Mais tout le monde ne se réjouit pas et des associations de riverains dénoncent des nuisances accrues, notamment sonores. « Il n’y a que peu de mauvais élèves » répond Romain Vidal. Le secrétaire général du Groupement National des Indépendants de l’Hôtellerie-Restauration (GNI) Paris Île-de-France, lui-même directeur de la brasserie Le Sully dans le 4ème arrondissement, a collaboré avec la Mairie de Paris pour la conception et la mise en pratique du nouveau Référents des Terrasses parisiens (RET) et un bilan doit être réaliser à la fin de l’année.

Romain Vidal reconnaît toutefois « qu’il est possible de mieux faire pour les commerçants, les usagers et les riverains. » Le premier syndicat francilien (deuxième sur le plan national) a d’ailleurs réfléchi à la terrasse d’aujourd’hui et de demain et a fait plancher un bureau d’études et l’agence de design RF Studio sur le sujet. Les conclusions ont été présentées aux acteurs publics.

Pour le bruit, il existe des solutions encore peu exploitées en France comme les nudges, littéralement « coups de coude » conçus pour modifier nos comportements au quotidien, sous la forme d’une incitation discrète. Quand une terrasse est trop bruyante, des lumières qui clignotent inciteraient par exemple ses occupants à baisser de ton automatiquement. Concernant la sécurité, autre point d’amélioration à cause notamment des vols à l’arraché, Romain Vidal rappelle qu’un lieu où il y a un commerce apporte plus de sécurité qu’un lieu vide. Côté look, des règles ont également été établies, comme le fait d’utiliser un mobilier très léger, sans ancrage au sol. Exit désormais les planchers parfois de bric et de broc.

Entrées de données:
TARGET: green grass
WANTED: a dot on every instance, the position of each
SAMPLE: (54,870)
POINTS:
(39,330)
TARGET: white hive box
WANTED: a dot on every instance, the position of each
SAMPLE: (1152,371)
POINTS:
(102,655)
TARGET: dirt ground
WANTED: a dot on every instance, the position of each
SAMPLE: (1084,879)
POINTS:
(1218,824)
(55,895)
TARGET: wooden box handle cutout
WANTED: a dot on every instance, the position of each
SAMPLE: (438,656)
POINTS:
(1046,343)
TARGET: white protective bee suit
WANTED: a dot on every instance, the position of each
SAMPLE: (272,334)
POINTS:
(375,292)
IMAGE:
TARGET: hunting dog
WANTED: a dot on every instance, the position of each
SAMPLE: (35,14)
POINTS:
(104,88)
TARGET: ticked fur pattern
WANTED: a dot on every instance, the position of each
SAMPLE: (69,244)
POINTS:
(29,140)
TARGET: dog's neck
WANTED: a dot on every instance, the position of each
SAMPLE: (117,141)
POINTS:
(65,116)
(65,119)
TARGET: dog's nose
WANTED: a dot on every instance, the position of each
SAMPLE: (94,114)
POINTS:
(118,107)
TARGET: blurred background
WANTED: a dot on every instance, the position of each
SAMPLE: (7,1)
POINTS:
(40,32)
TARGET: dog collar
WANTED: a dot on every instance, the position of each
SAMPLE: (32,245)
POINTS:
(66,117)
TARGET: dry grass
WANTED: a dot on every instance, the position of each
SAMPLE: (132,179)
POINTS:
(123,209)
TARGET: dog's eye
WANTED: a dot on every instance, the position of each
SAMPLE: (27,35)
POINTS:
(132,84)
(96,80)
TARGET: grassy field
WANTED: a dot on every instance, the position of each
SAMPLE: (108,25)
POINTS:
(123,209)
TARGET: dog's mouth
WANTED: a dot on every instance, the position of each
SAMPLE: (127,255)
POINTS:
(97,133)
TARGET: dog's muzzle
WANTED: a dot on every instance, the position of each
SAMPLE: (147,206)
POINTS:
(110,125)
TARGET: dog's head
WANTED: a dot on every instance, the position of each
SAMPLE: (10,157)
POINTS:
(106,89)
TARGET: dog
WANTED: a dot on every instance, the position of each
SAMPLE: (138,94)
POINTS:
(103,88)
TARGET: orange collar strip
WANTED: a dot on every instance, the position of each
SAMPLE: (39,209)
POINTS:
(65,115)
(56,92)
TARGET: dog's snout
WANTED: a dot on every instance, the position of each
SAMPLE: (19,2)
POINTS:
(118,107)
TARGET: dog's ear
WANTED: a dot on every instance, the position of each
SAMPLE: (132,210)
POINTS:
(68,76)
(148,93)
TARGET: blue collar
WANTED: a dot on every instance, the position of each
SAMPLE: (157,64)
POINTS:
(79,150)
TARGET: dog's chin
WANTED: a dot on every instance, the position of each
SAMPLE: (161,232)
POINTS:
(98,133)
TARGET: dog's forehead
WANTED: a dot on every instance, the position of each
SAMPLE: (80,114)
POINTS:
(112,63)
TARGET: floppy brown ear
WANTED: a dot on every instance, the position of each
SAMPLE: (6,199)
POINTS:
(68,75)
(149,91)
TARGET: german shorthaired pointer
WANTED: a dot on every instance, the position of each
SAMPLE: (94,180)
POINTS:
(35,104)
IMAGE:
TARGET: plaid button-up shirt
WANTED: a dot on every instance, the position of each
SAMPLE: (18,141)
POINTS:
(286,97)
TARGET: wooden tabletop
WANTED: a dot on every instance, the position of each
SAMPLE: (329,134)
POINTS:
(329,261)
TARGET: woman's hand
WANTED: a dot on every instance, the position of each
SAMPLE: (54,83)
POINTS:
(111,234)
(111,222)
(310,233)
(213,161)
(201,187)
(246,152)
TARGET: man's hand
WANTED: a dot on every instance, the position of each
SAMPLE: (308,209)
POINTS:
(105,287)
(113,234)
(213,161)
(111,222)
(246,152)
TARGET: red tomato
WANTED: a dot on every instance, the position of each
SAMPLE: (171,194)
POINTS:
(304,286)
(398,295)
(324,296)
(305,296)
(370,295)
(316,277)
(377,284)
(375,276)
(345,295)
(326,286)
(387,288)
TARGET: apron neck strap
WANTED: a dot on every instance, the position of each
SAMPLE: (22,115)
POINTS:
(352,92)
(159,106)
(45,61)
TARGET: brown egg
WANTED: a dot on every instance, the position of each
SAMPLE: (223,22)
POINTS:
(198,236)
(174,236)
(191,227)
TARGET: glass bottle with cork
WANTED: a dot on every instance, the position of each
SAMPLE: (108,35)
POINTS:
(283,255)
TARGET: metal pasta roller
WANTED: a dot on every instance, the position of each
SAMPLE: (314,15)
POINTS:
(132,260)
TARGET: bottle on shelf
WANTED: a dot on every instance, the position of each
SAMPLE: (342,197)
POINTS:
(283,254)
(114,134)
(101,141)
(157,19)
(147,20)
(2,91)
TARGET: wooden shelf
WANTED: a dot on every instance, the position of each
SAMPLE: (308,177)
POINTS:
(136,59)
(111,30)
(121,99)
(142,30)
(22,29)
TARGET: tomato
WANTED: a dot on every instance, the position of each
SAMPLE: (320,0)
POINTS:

> [Consignes]
1) Reproduisez le passage de l'extrait sur les terrasses parisiennes en commençant à « Mais tout le » et en terminant à « fin de l’année. ».
2) Poursuivez le texte sur les terrasses parisiennes à partir de sa dernière phrase.
Ces lignes n'ont aucun rapport avec l'extrait sur les terrasses parisiennes.

> [Réponses par consigne]
1)
Mais tout le monde ne se réjouit pas et des associations de riverains dénoncent des nuisances accrues, notamment sonores. « Il n’y a que peu de mauvais élèves » répond Romain Vidal. Le secrétaire général du Groupement National des Indépendants de l’Hôtellerie-Restauration (GNI) Paris Île-de-France, lui-même directeur de la brasserie Le Sully dans le 4ème arrondissement, a collaboré avec la Mairie de Paris pour la conception et la mise en pratique du nouveau Référents des Terrasses parisiens (RET) et un bilan doit être réaliser à la fin de l’année.

2)
Un espace contraint

Une terrasse, qu’elle soit estivale ou permanente, a donc des contraintes propres. La végétalisation, dorénavant encouragée par l’Hôtel-de-Ville, doit s’adapter aux saisons. Il faut éviter que le pollen des fleurs ne se dépose sur les tables et attire les guêpes ou que leur parfum trop envoûtant ne gêne l’expérience culinaire.

Sur les terrasses aussi, le développement durable doit être pris en compte. Depuis le 31 mars dernier, il est interdit de chauffer ou climatiser les terrasses des cafés, bars et restaurants, ou de tout espace public extérieur. Cet hiver, fumeurs et amateurs d’extérieur vont devoir se contenter de plaids. Pour s’adapter au réchauffement climatique, Pierre-Alexandre Risser privilégie des plantes peu gourmandes en eau et adapte les méthodes culturales, en laissant par exemple les feuilles dans les massifs, paillage végétal naturel qui favorise le développement de micro-organismes à même de remonter des nutriments et de l’eau aux racines des plantes.

Pour prolonger la réflexion et découvrir les nombres possibilités qui s’offrent à la terrasse de demain, lieu d’expérience respectueux de la nature comme des riverains, EquipHotel propose une conférence sur le thème « Terrasses : comment les repenser de façon plus durable ? » mardi 8 novembre à 11h30 aux (Talks Architecture & Design, pavillon 7.3). Ne la ratez pas !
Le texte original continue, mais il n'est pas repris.